● GOAL 1
Filter the listing below down to each line that contains the string "lawn". Case counts.

The proposed question will take the form
|What is your religion? Tick one box only: none, Christian, Buddhist, Hindu, Muslim, Sikh, Jewish, other (please write in)|
It will be in addition to the Ethnicity question (Ethnic origin codes: Black Caribbean, Black African, Black Other, Indian, Pakistani, Bangladeshi, Chinese, other Asian, White)
1. Why is a religion question needed?
Because the Ethnicity question is inadequate because of two factors (A). the sociological factor, and (B) the policy factor
· (A) Sociological factor - What is the basis of identity in modern Britain? What are our preferred bases for self-description? Surely we assign ourselves to a group less in terms of a racial category and more on the basis of a shared world view i.e. what is in our heads than the colour of our skin. Thirty years ago, class was important. In the 1960s & 1970s, it was ethnicity, hence the Race Relations Act. Today it is faith that is important in how we characterise ourselves.

Data pulled from a collection:
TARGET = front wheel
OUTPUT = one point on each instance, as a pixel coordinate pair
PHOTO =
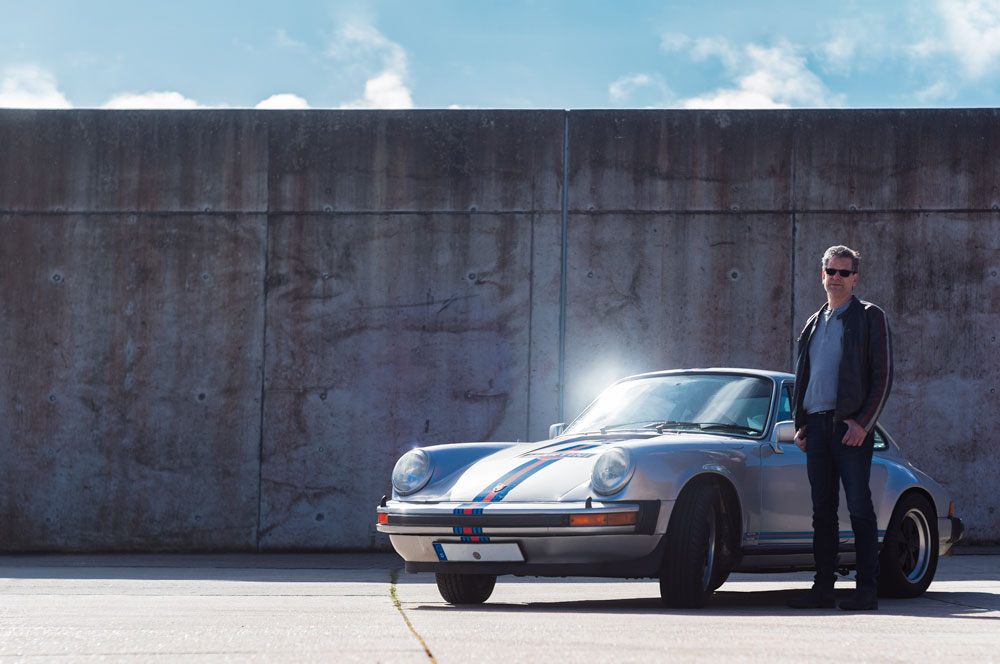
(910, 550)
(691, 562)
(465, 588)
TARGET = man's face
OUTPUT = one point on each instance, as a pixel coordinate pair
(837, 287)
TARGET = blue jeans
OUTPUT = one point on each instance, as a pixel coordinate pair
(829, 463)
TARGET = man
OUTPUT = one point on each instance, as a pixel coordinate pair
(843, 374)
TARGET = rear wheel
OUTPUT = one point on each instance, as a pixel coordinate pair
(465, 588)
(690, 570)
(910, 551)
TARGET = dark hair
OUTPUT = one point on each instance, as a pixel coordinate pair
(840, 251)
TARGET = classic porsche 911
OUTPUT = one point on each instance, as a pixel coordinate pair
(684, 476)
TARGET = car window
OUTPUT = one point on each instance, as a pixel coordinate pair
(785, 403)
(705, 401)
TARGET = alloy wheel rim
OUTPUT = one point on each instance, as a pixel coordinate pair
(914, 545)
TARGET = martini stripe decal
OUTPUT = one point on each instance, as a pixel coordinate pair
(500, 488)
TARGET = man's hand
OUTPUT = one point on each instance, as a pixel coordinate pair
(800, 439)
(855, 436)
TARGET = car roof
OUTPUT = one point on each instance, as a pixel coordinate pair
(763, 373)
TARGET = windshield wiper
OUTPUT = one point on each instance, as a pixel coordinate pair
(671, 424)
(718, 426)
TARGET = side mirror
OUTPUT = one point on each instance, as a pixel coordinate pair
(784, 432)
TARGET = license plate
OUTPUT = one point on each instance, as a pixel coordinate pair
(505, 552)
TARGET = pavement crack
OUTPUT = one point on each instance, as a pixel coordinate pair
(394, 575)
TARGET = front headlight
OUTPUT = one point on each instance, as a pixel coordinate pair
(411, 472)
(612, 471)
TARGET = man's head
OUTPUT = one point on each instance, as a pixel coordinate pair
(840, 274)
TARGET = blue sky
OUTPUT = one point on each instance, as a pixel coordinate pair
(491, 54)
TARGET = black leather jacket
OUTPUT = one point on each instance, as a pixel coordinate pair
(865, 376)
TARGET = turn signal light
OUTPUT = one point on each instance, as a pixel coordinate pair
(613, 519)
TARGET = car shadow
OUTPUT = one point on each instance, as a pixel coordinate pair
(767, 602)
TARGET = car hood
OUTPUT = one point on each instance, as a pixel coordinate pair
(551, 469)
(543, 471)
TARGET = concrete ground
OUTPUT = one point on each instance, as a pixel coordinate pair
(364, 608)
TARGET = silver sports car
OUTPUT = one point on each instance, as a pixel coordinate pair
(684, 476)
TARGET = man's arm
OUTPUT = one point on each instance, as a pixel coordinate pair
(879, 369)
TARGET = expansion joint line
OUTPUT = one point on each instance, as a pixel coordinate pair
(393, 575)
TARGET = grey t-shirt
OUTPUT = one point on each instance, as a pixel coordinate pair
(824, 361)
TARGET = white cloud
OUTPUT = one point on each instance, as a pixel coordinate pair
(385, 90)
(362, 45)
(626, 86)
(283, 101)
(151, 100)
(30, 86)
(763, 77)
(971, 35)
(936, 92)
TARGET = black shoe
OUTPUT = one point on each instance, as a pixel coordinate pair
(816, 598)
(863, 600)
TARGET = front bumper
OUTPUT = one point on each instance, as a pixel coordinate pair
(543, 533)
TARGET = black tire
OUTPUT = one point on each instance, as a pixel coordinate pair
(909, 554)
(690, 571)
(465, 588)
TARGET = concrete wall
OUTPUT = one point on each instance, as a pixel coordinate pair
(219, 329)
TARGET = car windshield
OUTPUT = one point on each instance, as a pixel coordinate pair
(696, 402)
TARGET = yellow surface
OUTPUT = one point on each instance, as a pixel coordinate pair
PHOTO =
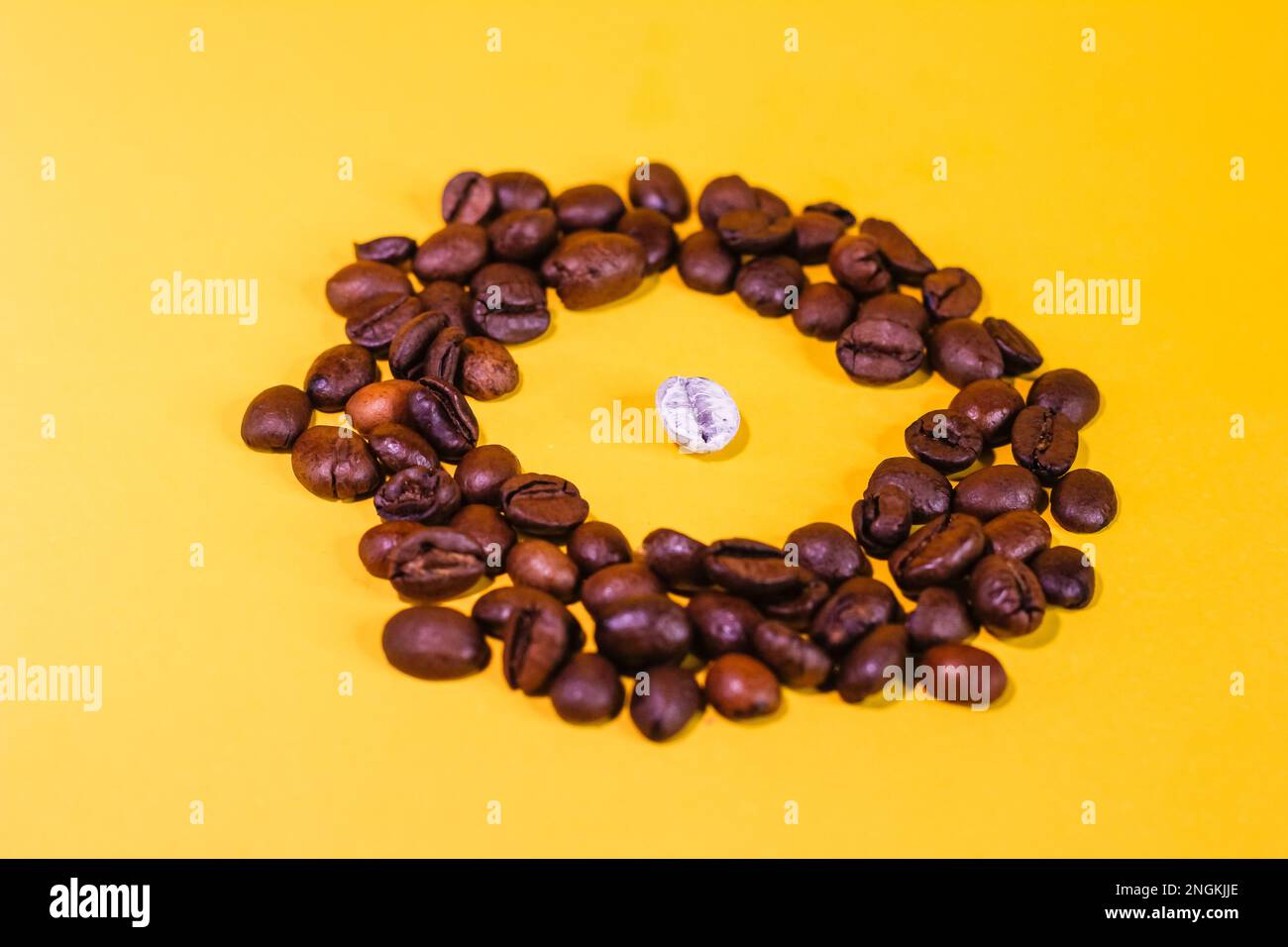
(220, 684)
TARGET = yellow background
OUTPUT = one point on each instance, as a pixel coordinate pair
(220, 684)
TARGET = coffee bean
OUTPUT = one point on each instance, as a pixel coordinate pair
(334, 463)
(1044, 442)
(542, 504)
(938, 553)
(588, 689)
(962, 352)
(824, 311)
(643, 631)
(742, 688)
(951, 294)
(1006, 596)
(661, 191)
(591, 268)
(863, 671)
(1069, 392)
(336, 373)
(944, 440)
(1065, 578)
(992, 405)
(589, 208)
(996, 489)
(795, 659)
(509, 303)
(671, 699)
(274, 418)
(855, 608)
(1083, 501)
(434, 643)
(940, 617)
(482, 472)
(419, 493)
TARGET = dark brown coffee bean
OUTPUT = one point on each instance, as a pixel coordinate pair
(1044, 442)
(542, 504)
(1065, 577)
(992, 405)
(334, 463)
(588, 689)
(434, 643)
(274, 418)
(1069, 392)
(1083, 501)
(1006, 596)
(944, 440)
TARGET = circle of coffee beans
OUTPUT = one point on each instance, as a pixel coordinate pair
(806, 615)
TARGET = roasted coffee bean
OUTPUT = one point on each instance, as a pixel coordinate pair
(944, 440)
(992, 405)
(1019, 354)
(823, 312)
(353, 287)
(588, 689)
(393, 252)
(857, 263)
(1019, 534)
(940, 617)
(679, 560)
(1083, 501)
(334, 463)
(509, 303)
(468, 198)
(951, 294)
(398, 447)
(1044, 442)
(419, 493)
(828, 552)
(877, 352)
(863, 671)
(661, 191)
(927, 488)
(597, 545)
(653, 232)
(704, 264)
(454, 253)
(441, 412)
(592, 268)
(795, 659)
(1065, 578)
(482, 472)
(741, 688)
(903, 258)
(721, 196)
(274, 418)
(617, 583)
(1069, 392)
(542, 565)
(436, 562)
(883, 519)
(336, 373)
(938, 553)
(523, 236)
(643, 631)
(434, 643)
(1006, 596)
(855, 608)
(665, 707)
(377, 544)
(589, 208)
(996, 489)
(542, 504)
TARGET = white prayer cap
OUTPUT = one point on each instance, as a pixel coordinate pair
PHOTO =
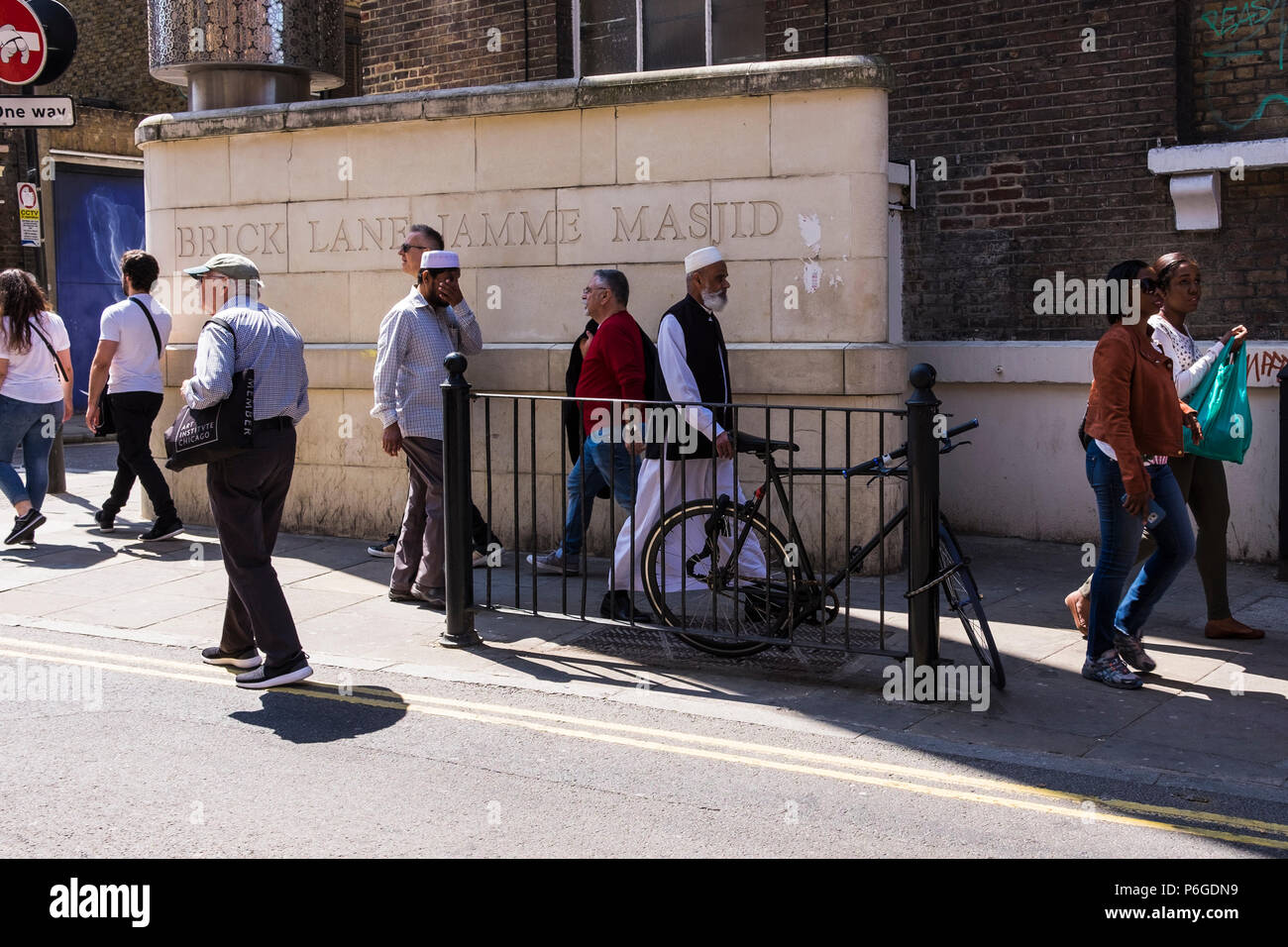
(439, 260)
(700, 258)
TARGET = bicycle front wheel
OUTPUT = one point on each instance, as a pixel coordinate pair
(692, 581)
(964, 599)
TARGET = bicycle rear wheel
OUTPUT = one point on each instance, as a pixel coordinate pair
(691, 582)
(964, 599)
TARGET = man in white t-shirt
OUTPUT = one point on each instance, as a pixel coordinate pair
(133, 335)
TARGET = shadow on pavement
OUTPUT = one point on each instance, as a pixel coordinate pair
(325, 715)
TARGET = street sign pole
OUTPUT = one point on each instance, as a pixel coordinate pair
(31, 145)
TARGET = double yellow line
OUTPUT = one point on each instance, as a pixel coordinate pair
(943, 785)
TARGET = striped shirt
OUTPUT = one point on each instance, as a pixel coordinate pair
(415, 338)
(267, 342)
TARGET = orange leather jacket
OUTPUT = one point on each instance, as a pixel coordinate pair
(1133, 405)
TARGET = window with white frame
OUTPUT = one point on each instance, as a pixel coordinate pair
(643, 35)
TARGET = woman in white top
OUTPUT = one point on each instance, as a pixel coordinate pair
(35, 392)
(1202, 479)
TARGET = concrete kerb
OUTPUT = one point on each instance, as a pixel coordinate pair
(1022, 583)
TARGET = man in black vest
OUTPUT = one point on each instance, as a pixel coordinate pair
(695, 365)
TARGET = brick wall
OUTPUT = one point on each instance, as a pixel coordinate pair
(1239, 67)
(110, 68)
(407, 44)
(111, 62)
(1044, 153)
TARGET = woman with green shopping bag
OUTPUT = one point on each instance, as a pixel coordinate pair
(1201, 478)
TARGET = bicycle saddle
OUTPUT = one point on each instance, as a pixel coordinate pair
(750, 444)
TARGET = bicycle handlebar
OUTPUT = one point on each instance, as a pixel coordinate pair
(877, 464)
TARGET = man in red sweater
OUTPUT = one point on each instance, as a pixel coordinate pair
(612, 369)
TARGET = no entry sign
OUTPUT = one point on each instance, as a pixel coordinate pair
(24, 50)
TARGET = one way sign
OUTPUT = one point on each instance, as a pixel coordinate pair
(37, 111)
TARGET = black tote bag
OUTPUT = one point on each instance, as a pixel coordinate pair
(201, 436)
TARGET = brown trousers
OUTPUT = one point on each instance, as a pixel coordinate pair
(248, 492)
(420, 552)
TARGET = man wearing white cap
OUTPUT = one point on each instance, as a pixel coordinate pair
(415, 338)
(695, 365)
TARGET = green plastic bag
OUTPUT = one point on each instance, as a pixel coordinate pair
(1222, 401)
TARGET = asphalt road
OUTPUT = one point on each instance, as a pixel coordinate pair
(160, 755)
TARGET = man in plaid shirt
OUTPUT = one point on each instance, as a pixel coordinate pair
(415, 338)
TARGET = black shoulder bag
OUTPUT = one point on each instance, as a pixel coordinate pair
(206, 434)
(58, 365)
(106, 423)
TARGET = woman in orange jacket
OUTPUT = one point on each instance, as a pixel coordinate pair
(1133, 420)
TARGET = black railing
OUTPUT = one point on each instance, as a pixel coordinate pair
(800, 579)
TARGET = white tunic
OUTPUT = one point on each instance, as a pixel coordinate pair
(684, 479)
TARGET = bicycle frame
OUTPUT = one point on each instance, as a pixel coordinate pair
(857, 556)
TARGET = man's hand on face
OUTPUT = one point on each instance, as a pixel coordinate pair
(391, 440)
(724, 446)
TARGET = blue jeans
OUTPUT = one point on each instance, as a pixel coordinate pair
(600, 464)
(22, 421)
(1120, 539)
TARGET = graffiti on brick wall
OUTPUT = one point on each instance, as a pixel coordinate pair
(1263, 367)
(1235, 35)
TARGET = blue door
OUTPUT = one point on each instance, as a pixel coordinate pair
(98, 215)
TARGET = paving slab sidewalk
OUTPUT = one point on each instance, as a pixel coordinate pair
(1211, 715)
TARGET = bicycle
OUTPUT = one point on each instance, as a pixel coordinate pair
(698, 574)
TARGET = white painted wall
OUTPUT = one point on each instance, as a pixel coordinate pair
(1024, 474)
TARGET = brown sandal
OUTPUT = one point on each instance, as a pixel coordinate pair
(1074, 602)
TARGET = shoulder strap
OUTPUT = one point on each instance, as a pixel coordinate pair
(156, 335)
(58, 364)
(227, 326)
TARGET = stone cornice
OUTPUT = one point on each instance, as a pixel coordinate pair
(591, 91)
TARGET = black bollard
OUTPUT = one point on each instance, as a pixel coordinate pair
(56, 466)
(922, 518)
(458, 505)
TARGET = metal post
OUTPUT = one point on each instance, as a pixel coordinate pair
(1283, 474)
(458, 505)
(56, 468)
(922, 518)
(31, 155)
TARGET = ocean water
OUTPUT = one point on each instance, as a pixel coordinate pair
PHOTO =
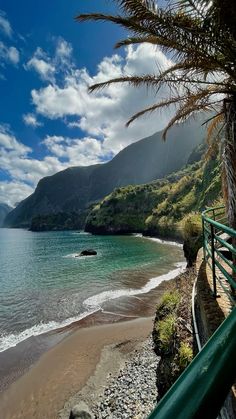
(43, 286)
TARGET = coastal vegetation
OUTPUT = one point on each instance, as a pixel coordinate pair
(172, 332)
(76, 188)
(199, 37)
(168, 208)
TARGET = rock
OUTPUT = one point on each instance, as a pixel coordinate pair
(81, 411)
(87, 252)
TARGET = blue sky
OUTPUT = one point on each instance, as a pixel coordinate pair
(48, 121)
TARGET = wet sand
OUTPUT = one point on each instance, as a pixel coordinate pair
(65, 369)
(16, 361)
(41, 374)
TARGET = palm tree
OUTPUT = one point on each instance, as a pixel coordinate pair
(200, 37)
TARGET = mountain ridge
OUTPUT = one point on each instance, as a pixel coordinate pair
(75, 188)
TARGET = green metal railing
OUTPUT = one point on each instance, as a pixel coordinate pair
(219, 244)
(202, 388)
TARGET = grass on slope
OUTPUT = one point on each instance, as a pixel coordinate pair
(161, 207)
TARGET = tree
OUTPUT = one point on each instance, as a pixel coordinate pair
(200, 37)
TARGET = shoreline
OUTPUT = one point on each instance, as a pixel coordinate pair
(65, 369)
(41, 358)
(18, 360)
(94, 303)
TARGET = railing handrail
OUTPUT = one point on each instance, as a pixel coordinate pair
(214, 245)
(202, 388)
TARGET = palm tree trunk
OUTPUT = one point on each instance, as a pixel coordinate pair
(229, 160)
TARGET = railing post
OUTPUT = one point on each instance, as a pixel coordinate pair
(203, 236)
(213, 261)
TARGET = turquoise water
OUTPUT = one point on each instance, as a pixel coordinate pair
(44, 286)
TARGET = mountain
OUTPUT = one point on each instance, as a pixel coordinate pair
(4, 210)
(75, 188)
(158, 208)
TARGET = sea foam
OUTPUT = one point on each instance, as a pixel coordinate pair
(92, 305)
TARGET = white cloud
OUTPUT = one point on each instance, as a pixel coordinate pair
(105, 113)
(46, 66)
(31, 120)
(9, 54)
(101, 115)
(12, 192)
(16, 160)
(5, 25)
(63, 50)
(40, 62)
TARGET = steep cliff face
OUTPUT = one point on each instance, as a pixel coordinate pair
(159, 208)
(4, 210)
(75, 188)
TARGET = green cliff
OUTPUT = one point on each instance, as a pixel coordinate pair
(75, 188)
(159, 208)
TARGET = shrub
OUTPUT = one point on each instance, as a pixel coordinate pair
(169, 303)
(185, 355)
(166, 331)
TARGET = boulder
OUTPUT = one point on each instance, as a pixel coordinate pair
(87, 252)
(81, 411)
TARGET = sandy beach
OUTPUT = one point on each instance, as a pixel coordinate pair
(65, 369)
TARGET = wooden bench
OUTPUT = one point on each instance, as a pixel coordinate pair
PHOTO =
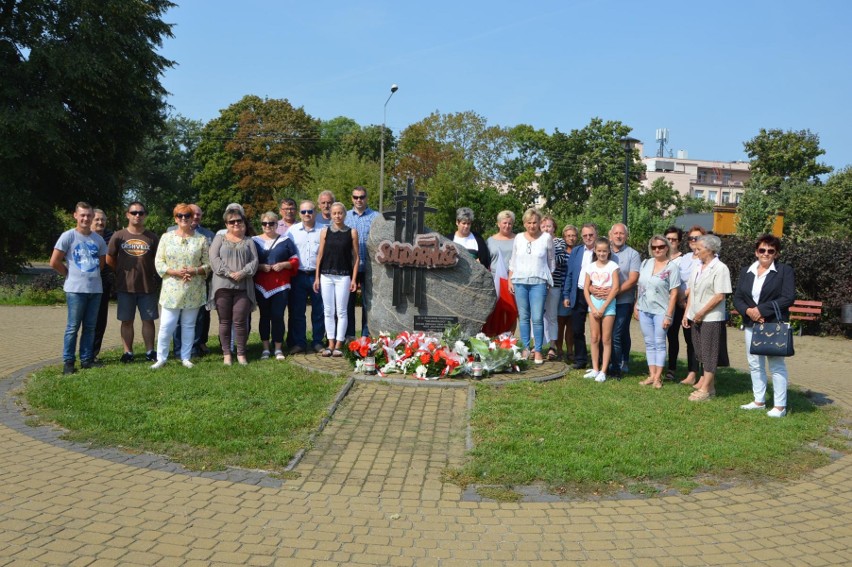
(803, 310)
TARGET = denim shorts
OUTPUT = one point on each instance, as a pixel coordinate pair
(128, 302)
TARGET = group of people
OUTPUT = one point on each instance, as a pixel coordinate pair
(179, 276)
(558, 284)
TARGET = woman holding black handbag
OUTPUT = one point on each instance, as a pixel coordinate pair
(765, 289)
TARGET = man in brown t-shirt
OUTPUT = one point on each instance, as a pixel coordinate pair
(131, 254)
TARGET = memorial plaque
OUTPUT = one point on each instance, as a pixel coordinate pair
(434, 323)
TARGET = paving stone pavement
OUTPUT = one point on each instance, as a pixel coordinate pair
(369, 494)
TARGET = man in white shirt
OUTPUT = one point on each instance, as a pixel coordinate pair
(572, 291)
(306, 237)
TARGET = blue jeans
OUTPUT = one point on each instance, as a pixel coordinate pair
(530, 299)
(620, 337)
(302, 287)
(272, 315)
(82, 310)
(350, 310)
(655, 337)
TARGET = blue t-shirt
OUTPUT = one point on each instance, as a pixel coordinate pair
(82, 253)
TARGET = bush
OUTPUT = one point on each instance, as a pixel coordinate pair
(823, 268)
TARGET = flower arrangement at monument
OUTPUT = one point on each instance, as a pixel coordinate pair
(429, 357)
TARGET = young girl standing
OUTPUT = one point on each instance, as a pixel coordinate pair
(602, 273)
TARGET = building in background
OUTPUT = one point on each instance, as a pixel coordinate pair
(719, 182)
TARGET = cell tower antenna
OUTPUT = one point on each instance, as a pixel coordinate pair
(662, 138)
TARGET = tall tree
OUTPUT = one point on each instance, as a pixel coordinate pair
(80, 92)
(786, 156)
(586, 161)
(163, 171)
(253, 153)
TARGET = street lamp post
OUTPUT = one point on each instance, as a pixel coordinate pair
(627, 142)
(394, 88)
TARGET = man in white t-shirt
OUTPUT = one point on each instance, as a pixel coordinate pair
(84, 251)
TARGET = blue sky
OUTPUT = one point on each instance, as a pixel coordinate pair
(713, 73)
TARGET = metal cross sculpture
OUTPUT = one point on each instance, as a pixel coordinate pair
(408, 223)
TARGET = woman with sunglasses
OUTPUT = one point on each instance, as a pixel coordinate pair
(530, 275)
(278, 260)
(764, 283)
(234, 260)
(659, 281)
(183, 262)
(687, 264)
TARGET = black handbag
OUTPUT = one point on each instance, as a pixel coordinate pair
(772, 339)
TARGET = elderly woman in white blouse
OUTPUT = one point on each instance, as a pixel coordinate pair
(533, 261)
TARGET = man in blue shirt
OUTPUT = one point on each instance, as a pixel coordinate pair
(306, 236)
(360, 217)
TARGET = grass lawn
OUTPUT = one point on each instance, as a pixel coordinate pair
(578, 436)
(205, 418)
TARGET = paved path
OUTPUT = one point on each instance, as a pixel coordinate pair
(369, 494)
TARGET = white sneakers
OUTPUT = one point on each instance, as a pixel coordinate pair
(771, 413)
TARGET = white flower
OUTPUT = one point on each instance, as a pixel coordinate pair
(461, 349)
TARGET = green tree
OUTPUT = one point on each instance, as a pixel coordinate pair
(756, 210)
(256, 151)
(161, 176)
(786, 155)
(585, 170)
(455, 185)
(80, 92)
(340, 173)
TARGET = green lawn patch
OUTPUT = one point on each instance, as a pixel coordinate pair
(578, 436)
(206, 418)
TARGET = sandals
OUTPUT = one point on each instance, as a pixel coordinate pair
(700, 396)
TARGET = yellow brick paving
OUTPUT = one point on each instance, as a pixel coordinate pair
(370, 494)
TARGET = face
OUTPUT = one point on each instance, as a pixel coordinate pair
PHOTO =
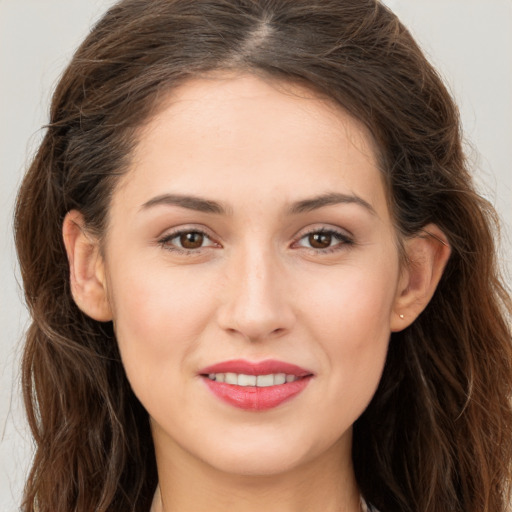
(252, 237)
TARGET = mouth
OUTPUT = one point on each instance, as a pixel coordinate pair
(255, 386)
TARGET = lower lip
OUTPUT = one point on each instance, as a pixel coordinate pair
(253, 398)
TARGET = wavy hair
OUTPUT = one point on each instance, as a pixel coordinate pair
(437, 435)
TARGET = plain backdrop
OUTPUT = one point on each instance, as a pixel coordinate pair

● GOAL 2
Answer these questions from the passage on the proposed religion question:
(a) What is the last answer option offered in the proposed question?
(b) What two factors make the Ethnicity question inadequate?
(c) What does the passage say was important in the 1960s and 1970s?

● EXERCISE ANSWER 1
TARGET = grass lawn
TARGET = green lawn patch

● EXERCISE ANSWER 2
(a) Other (please write in).
(b) The sociological factor and the policy factor.
(c) Ethnicity.